Work request: Only the lines from the one containing "Exercise. Mark the stainless steel" through the end of the listing below are to be reproduced, exactly as they stand.

Input records:
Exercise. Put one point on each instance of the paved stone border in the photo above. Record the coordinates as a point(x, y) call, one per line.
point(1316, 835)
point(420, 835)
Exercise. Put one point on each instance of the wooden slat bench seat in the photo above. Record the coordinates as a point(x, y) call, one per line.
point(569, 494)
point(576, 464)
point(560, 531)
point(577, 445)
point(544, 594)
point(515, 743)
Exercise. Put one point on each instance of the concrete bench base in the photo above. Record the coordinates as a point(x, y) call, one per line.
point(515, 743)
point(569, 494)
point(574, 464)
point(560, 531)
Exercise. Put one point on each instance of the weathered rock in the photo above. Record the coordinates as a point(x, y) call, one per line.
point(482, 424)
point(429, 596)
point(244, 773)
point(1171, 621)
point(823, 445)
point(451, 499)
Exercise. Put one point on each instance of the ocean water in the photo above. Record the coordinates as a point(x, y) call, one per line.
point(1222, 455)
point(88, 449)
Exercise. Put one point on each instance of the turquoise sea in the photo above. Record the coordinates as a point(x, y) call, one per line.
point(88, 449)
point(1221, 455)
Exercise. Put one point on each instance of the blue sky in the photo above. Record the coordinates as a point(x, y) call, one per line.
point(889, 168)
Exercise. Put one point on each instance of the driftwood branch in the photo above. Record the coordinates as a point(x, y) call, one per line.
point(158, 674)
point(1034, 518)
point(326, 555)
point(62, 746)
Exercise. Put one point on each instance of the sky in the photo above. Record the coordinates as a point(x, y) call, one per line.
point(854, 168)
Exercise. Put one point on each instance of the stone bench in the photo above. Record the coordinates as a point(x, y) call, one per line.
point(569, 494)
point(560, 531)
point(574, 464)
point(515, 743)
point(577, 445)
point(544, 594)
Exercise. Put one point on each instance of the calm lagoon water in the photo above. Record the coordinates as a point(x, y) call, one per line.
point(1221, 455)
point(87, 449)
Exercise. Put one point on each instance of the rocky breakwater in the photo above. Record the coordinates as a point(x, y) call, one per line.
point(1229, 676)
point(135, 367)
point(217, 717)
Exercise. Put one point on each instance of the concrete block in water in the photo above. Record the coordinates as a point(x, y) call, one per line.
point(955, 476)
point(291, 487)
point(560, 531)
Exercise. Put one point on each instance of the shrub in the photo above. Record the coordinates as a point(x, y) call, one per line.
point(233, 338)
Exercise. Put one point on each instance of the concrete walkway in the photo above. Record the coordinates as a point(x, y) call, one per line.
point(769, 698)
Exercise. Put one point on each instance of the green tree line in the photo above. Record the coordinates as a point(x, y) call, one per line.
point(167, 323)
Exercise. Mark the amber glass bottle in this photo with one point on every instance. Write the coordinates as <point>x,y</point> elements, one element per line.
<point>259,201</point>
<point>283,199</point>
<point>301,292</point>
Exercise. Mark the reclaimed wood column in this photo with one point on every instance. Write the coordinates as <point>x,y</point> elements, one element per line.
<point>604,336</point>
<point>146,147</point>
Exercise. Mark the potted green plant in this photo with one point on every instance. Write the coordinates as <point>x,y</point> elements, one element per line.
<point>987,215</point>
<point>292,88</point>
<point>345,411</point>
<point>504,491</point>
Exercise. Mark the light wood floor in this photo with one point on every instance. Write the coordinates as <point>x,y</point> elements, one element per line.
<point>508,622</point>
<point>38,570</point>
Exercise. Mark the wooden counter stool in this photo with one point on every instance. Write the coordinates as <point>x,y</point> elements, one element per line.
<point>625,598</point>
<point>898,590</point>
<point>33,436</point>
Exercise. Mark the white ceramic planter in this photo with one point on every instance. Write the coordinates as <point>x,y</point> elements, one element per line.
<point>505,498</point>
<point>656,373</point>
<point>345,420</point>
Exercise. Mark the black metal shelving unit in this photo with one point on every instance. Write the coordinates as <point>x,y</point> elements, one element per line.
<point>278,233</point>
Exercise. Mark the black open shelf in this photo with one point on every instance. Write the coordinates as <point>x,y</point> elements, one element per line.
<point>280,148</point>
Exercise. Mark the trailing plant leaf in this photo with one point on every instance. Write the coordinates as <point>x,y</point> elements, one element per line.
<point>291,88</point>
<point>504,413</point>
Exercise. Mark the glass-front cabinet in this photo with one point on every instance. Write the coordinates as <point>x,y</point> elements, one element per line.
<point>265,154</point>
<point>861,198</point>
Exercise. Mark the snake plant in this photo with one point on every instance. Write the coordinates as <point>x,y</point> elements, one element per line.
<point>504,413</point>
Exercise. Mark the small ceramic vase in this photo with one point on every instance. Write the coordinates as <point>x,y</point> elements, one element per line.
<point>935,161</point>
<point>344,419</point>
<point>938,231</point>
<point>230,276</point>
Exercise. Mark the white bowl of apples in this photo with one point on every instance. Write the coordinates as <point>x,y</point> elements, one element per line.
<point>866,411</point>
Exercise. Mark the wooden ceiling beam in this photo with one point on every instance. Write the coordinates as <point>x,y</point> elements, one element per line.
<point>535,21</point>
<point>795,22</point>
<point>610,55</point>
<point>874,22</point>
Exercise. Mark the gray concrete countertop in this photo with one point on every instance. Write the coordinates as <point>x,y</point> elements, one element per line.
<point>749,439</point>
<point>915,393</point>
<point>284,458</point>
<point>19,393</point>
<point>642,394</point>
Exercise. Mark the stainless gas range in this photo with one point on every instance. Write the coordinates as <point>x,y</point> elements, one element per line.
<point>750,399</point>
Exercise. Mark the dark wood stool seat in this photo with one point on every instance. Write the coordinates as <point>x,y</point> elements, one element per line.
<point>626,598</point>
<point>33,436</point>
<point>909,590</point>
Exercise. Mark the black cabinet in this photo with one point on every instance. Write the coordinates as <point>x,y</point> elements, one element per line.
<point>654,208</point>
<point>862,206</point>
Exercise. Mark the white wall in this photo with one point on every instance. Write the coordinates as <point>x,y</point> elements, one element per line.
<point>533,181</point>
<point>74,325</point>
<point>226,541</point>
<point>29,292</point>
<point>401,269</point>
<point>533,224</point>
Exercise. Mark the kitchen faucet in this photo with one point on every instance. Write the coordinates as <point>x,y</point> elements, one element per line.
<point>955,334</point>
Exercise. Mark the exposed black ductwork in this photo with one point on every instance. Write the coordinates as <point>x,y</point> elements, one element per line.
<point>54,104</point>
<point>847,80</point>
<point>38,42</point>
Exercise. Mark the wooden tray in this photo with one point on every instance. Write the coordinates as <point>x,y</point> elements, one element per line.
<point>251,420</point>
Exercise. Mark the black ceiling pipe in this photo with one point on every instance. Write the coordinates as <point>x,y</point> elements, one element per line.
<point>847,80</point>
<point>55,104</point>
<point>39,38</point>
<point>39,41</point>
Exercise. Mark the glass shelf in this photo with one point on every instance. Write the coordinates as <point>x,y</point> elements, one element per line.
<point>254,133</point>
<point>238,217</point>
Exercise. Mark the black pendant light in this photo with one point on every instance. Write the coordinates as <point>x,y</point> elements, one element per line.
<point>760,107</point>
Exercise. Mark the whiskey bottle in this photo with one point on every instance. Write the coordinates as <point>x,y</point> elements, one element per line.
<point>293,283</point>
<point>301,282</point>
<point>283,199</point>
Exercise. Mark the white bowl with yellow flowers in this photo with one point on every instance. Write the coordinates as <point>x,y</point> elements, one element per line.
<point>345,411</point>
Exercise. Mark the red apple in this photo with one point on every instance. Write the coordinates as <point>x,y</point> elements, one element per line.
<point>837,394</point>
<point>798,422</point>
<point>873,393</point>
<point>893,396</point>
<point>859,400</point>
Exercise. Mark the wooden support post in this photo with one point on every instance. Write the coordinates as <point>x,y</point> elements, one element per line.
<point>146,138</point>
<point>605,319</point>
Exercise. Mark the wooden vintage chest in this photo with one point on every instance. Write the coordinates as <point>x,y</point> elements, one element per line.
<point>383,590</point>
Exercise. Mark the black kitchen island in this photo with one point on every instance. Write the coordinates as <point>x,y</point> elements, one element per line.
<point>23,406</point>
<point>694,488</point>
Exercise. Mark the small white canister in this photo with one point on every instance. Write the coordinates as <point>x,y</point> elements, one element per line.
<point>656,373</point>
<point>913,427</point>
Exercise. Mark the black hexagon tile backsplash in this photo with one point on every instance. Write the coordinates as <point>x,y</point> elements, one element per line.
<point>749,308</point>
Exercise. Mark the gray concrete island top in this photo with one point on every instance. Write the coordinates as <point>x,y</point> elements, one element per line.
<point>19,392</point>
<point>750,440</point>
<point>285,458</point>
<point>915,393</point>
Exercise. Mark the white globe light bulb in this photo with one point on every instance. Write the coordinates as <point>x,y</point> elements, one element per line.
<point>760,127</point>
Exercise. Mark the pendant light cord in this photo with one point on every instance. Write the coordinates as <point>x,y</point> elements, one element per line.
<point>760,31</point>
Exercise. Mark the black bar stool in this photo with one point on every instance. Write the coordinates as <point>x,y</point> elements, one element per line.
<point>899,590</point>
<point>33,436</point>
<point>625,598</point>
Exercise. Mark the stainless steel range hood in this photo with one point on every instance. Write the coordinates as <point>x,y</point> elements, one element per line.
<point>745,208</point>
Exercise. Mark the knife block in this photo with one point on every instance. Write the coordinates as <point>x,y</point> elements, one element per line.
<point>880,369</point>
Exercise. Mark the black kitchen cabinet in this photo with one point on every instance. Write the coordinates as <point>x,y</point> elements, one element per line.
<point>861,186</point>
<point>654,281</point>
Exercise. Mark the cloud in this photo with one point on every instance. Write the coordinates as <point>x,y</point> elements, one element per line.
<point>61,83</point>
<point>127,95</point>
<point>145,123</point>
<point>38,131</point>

Answer section:
Exercise. Mark the stainless steel range hood in this photo with one point on every instance. Write the coordinates as <point>x,y</point> elements, one element per line.
<point>745,208</point>
Exercise. Mark the knife block in this photo with one point on every instance. Write the coordinates as <point>x,y</point> elements, one element per line.
<point>880,369</point>
Exercise. Mark the black kitchen cabinet in this photo with one point on every instance. Write the coordinates as <point>x,y</point> elements, one element per line.
<point>861,186</point>
<point>654,281</point>
Exercise. Mark the cloud in this photo with one point on every instance. Write the coordinates as <point>x,y</point> elements, one element per line.
<point>61,83</point>
<point>127,95</point>
<point>145,123</point>
<point>38,131</point>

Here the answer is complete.